▸ **Directions for this task**
Reproduce the entries. Each one must match the original exactly.

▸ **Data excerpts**
__________________________________________________

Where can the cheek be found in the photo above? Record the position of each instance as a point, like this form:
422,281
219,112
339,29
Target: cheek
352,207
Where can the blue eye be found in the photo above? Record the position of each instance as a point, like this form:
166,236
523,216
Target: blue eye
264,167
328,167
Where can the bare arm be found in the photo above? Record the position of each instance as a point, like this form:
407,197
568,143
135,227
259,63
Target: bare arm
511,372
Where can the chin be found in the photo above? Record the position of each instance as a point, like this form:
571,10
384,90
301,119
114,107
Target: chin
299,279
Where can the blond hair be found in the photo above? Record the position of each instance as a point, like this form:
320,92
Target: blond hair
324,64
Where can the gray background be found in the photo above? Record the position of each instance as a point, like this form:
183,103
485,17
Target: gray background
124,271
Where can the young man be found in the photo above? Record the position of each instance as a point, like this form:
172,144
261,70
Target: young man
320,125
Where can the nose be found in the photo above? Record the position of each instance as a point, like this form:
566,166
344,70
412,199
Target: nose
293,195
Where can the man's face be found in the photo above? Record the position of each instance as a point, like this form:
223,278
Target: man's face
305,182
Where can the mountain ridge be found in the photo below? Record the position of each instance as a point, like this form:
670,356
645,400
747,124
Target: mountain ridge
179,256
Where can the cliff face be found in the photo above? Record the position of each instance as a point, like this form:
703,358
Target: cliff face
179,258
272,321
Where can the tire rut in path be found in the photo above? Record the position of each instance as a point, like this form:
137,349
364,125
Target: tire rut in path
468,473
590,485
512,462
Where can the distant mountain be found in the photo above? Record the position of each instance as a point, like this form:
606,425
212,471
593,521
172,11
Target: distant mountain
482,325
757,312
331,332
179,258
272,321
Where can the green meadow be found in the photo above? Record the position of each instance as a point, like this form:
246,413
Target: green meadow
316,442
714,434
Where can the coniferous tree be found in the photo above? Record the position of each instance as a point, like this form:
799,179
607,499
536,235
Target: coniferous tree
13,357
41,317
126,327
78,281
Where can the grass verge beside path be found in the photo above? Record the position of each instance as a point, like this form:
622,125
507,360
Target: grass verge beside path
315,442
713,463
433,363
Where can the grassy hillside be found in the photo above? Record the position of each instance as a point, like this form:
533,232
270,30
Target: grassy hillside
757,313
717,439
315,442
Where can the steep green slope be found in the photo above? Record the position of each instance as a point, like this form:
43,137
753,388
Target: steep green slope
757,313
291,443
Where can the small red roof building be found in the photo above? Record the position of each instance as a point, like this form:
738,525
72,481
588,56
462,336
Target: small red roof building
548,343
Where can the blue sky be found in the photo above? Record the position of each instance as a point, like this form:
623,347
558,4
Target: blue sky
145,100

__________________________________________________

▸ **Your response**
Where can the cheek be found in the photo above? Record the position of each instance as a point, like this form:
422,281
219,112
339,29
Target: cheek
352,207
Where can the blue eye be found in the photo above? Record the position of each instance as a point, like this form:
166,236
523,216
Target: blue eye
264,167
328,167
Where can the bare arm be found in the photo above? Record the position of each instance as a point, like this form:
407,197
568,143
135,227
259,63
Target: bare arm
511,372
Where can the chin be found in the photo above? Record the position of each instance as a point, like this form:
571,10
384,90
301,119
114,107
Target: chin
299,279
Where can the blond hair be found in the photo above? Record the position of each instance as a point, like this form:
320,92
Target: blond hair
324,64
Where can the gray background be found in the photo above? Record the position of each instance as a point, like this form:
183,103
485,17
Target: gray background
124,271
Where can the young man be found in the photo above? Record the position of each instance as a point, like this form:
172,144
261,70
Target: young man
320,125
Where can the nose be found in the photo above? Record the position of each instance as a point, like this form:
566,166
344,70
412,199
Target: nose
293,195
Where can the man's face be found in the photo above? Record the position of each instance as a point, like this form:
223,278
Target: man's face
305,182
Where can the mountain ridge be found in the photo below? Record the position of each instance as a point, like this form:
670,356
645,400
747,124
Target: mountain ridge
179,256
Where can the cliff face be found in the photo above? Record the position of each instance as a point, like this form:
703,358
Target: cliff face
179,258
272,321
Where can the tire rut in path be found in the photo above? Record the position of each instance as a point, like this form:
137,349
364,125
Target: tire rut in path
468,473
590,485
512,462
Where can the distant mountain be found in the photo above? Record the position of each instance as a point, like this form:
606,425
212,471
593,521
172,11
Target: distant mountain
482,325
757,312
331,332
179,258
272,321
Where can the green meadow be found in the photo above? Record the position of each instance as a point, like this form:
246,413
Target: green meadow
316,442
714,434
Where can the coniferous tree be found in the photo above? Record the position of each instance as a point, like this form:
799,179
607,499
536,235
Target: coniferous tree
13,357
41,317
126,327
78,281
Where can the grass verge beside path be found in the photo above? Record the position of each instance as a point, like this form:
622,125
507,360
Target: grass verge beside path
315,442
713,463
433,363
Where can the grassy hillside be found in the photo above? Record the position of each instance as a point, like this form:
533,232
270,30
Target: grassy hillside
757,313
717,439
315,442
Where can the steep green slope be found in the photo above? Record the position of each instance as a point, like this form:
43,137
753,388
Target: steep green slope
757,313
291,443
Where can the small red roof building be found in the photo above? Record the position of each instance as a point, like this form:
738,525
72,481
588,56
462,336
Target: small red roof building
548,343
Where can the blue sky be found in the photo above? Record the position of each instance as a point, like this form:
623,347
558,4
Target: blue sky
145,100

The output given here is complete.